Exercise ▸
Quote all of the data below exactly, please.

======== Provided data ========

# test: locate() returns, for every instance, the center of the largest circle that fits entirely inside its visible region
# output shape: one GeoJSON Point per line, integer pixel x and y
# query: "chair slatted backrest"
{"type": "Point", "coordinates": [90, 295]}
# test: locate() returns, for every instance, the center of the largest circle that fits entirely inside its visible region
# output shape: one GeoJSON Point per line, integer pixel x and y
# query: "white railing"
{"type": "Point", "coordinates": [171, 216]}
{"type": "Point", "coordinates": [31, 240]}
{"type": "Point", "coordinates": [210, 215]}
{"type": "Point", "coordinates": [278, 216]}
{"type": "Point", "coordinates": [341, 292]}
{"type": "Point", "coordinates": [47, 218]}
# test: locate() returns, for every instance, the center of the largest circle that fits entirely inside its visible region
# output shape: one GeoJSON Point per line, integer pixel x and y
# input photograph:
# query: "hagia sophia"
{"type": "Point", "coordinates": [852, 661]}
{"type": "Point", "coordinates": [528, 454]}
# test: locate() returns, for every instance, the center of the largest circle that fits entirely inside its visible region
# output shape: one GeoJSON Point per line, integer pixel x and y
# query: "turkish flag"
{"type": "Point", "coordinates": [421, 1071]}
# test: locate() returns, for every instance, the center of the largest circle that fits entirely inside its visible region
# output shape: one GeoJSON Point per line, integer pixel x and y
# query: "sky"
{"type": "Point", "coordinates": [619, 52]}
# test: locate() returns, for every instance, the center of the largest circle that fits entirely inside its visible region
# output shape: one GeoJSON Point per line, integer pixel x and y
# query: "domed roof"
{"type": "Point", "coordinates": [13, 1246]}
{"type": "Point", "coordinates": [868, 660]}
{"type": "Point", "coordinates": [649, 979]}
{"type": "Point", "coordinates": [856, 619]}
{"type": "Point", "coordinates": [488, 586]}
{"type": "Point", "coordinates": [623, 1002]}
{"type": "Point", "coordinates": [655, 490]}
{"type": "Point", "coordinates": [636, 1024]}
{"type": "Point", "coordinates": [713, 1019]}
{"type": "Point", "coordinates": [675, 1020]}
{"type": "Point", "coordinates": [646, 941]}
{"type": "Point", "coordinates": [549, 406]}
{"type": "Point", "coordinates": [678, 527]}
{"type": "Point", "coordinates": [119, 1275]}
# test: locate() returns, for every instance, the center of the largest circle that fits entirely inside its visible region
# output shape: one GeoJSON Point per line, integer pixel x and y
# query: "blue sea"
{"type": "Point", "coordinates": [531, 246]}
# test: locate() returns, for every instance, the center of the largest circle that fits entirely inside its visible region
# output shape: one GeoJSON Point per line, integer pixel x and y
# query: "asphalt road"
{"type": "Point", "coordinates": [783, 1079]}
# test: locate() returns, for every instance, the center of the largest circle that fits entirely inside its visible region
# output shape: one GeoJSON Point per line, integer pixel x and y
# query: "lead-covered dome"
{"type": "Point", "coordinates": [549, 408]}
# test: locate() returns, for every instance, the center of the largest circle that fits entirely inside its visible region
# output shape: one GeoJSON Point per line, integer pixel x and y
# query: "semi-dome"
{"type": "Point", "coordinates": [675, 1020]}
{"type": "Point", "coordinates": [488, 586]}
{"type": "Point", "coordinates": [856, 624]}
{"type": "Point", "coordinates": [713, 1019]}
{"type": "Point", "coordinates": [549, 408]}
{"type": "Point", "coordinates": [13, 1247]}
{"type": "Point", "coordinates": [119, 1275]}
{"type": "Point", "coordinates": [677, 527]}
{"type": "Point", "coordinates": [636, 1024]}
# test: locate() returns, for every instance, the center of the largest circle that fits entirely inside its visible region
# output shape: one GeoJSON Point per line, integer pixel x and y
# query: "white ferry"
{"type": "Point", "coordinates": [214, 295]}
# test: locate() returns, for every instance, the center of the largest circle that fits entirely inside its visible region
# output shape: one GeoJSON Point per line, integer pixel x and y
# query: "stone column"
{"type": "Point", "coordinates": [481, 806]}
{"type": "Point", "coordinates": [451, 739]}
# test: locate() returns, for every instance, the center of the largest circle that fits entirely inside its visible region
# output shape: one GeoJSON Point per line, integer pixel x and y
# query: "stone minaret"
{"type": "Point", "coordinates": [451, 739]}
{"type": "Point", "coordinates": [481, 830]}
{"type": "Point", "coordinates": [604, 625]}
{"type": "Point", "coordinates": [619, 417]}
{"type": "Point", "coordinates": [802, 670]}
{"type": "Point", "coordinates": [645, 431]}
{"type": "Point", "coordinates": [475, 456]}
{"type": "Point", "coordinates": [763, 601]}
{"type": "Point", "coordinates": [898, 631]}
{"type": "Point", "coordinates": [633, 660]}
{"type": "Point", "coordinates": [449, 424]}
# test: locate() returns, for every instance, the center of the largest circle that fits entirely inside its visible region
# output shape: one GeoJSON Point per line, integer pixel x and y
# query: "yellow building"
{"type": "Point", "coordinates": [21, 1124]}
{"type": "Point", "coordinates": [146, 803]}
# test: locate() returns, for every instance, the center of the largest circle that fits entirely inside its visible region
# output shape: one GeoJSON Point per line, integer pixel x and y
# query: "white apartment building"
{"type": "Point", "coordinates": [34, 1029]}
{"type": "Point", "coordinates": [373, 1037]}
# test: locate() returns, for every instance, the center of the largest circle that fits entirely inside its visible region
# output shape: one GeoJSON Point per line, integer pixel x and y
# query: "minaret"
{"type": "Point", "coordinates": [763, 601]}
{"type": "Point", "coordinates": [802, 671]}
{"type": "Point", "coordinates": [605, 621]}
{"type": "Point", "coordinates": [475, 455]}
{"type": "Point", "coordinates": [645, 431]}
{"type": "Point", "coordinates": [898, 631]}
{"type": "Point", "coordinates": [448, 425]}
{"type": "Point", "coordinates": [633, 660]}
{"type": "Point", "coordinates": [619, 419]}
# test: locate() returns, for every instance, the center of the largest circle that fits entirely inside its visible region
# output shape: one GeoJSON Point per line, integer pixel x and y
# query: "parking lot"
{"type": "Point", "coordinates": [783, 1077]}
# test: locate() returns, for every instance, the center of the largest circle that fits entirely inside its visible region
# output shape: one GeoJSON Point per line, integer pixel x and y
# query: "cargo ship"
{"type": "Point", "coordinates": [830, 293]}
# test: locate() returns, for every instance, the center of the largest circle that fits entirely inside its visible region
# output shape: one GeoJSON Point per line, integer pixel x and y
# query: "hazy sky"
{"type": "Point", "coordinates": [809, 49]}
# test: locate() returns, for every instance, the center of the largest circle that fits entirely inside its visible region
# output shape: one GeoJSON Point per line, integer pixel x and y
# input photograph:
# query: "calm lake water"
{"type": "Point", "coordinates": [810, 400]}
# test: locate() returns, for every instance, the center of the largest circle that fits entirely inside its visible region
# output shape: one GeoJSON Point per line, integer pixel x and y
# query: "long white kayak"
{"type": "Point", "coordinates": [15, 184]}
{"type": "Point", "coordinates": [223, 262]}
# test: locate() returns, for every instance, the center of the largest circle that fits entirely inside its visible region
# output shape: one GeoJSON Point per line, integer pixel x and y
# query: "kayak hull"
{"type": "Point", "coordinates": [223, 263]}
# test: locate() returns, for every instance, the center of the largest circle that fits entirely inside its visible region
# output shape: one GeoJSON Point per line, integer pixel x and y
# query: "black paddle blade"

========

Worked solution ▸
# test: locate() returns, for every instance, the center of the largest circle that fits entirely inside its visible region
# output shape: one GeoJSON Point per line, integer pixel x and y
# query: "chair slatted backrest"
{"type": "Point", "coordinates": [90, 295]}
# test: locate() returns, for every instance, the center of the largest circle that fits entirely inside its visible region
# output shape: one GeoJSON Point per line, integer pixel x and y
# query: "white railing"
{"type": "Point", "coordinates": [171, 216]}
{"type": "Point", "coordinates": [31, 240]}
{"type": "Point", "coordinates": [210, 215]}
{"type": "Point", "coordinates": [278, 216]}
{"type": "Point", "coordinates": [341, 292]}
{"type": "Point", "coordinates": [47, 218]}
# test: locate() returns, for every instance, the center of the largest circle that fits entirely inside its visible region
# output shape: one GeoJSON Point per line, integer pixel x and y
# input photograph:
# query: "hagia sophia"
{"type": "Point", "coordinates": [852, 661]}
{"type": "Point", "coordinates": [528, 454]}
# test: locate() returns, for every instance, the center of the largest circle that fits entirely inside its visible region
# output shape: one GeoJSON Point per line, integer pixel x and y
# query: "turkish flag"
{"type": "Point", "coordinates": [421, 1071]}
# test: locate() returns, for every instance, the center of the largest circle that fits entirely inside its visible region
# output shape: one GeoJSON Point per line, integer pixel x and y
# query: "sky"
{"type": "Point", "coordinates": [619, 52]}
# test: locate() returns, for every instance, the center of the largest circle that fits entirely inside its visible region
# output shape: one GeoJSON Point per line, integer pixel x and y
# query: "domed roof"
{"type": "Point", "coordinates": [13, 1246]}
{"type": "Point", "coordinates": [868, 660]}
{"type": "Point", "coordinates": [649, 979]}
{"type": "Point", "coordinates": [856, 619]}
{"type": "Point", "coordinates": [488, 586]}
{"type": "Point", "coordinates": [623, 1002]}
{"type": "Point", "coordinates": [655, 490]}
{"type": "Point", "coordinates": [636, 1024]}
{"type": "Point", "coordinates": [713, 1019]}
{"type": "Point", "coordinates": [675, 1020]}
{"type": "Point", "coordinates": [646, 941]}
{"type": "Point", "coordinates": [549, 406]}
{"type": "Point", "coordinates": [678, 527]}
{"type": "Point", "coordinates": [119, 1275]}
# test: locate() returns, for every instance, the center of the largest circle that fits entirely inside its visible region
# output shape: one GeoJSON Point per line, integer pixel x and y
# query: "blue sea"
{"type": "Point", "coordinates": [531, 246]}
# test: locate() returns, for every instance, the center of the largest circle that fits entirely inside its visible region
# output shape: one GeoJSON Point per line, integer pixel x and y
# query: "asphalt road"
{"type": "Point", "coordinates": [783, 1079]}
# test: locate() returns, for every instance, the center of the largest circle that fits entirely inside its visible region
# output shape: one GeoJSON Point per line, integer pixel x and y
# query: "lead-covered dome"
{"type": "Point", "coordinates": [549, 408]}
# test: locate() returns, for every instance, the center of the largest circle that fits entirely inside its visible region
# output shape: one GeoJSON Point per line, integer pixel x and y
# query: "semi-dome"
{"type": "Point", "coordinates": [675, 1020]}
{"type": "Point", "coordinates": [488, 586]}
{"type": "Point", "coordinates": [856, 624]}
{"type": "Point", "coordinates": [713, 1019]}
{"type": "Point", "coordinates": [549, 408]}
{"type": "Point", "coordinates": [13, 1247]}
{"type": "Point", "coordinates": [119, 1275]}
{"type": "Point", "coordinates": [677, 527]}
{"type": "Point", "coordinates": [636, 1024]}
# test: locate() returns, for every instance, the center of the largest circle that fits entirely inside its visible region
# output shape: one GeoJSON Point per line, integer pixel x and y
# query: "white ferry"
{"type": "Point", "coordinates": [214, 295]}
# test: locate() returns, for every instance, the center of the largest circle that fits entirely inside its visible region
# output shape: one GeoJSON Point per line, integer pixel x and y
# query: "stone column"
{"type": "Point", "coordinates": [481, 806]}
{"type": "Point", "coordinates": [451, 739]}
# test: locate() returns, for every instance, the center of the largest circle that fits entirely inside its visible region
# output shape: one GeoJSON Point per line, integer pixel x and y
# query: "stone minaret"
{"type": "Point", "coordinates": [451, 739]}
{"type": "Point", "coordinates": [481, 830]}
{"type": "Point", "coordinates": [604, 625]}
{"type": "Point", "coordinates": [619, 417]}
{"type": "Point", "coordinates": [802, 670]}
{"type": "Point", "coordinates": [645, 431]}
{"type": "Point", "coordinates": [475, 456]}
{"type": "Point", "coordinates": [763, 601]}
{"type": "Point", "coordinates": [898, 631]}
{"type": "Point", "coordinates": [633, 660]}
{"type": "Point", "coordinates": [449, 424]}
# test: locate() returns, for every instance, the center of the largest circle that fits entirely inside its visible region
# output shape: one GeoJSON Point per line, integer pixel x and y
# query: "yellow building"
{"type": "Point", "coordinates": [21, 1124]}
{"type": "Point", "coordinates": [146, 803]}
# test: locate() returns, for every instance, the center of the largest circle that fits entirely inside its visible region
# output shape: one GeoJSON Point per line, integer pixel x and y
# query: "white apartment building"
{"type": "Point", "coordinates": [34, 1029]}
{"type": "Point", "coordinates": [373, 1037]}
# test: locate() returns, for every instance, the center of the largest circle that fits entirely inside its visible region
# output shape: one GeoJSON Point per line, integer pixel x and y
# query: "minaret"
{"type": "Point", "coordinates": [763, 601]}
{"type": "Point", "coordinates": [802, 671]}
{"type": "Point", "coordinates": [605, 621]}
{"type": "Point", "coordinates": [475, 455]}
{"type": "Point", "coordinates": [645, 431]}
{"type": "Point", "coordinates": [898, 631]}
{"type": "Point", "coordinates": [448, 425]}
{"type": "Point", "coordinates": [633, 660]}
{"type": "Point", "coordinates": [619, 419]}
# test: locate() returns, for every instance, the center of the largest circle that fits entirely inside its visible region
# output shape: one GeoJSON Point per line, integer pixel x and y
# query: "parking lot"
{"type": "Point", "coordinates": [783, 1077]}
# test: locate() returns, for every instance, the center of the largest circle that fits entirely inside its visible region
# output shape: one GeoJSON Point per line, integer pixel x and y
# query: "cargo ship"
{"type": "Point", "coordinates": [830, 293]}
# test: locate() returns, for every instance, the center of the largest circle that fits entirely inside its visible region
# output shape: one GeoJSON Point per line, integer pixel x and y
# query: "hazy sky"
{"type": "Point", "coordinates": [809, 49]}
# test: locate() returns, for every instance, the center of the largest circle that fits entirely inside its visible region
# output shape: one GeoJSON Point per line, integer pixel x and y
# input photograph:
# query: "calm lake water"
{"type": "Point", "coordinates": [810, 400]}
# test: locate() returns, for every instance, the center of the largest circle that fits entirely inside its visible region
# output shape: one GeoJSON Point per line, integer pixel x and y
# query: "long white kayak"
{"type": "Point", "coordinates": [15, 184]}
{"type": "Point", "coordinates": [223, 262]}
# test: locate() returns, for every instance, the center of the largest circle that fits entirely inside its visible region
# output shape: one GeoJSON Point per line, integer pixel x and y
# query: "kayak hull"
{"type": "Point", "coordinates": [223, 263]}
# test: locate() returns, for every instance, the center of the largest circle that fits entirely inside its visible region
# output shape: one GeoJSON Point per line, integer pixel x and y
# query: "black paddle blade"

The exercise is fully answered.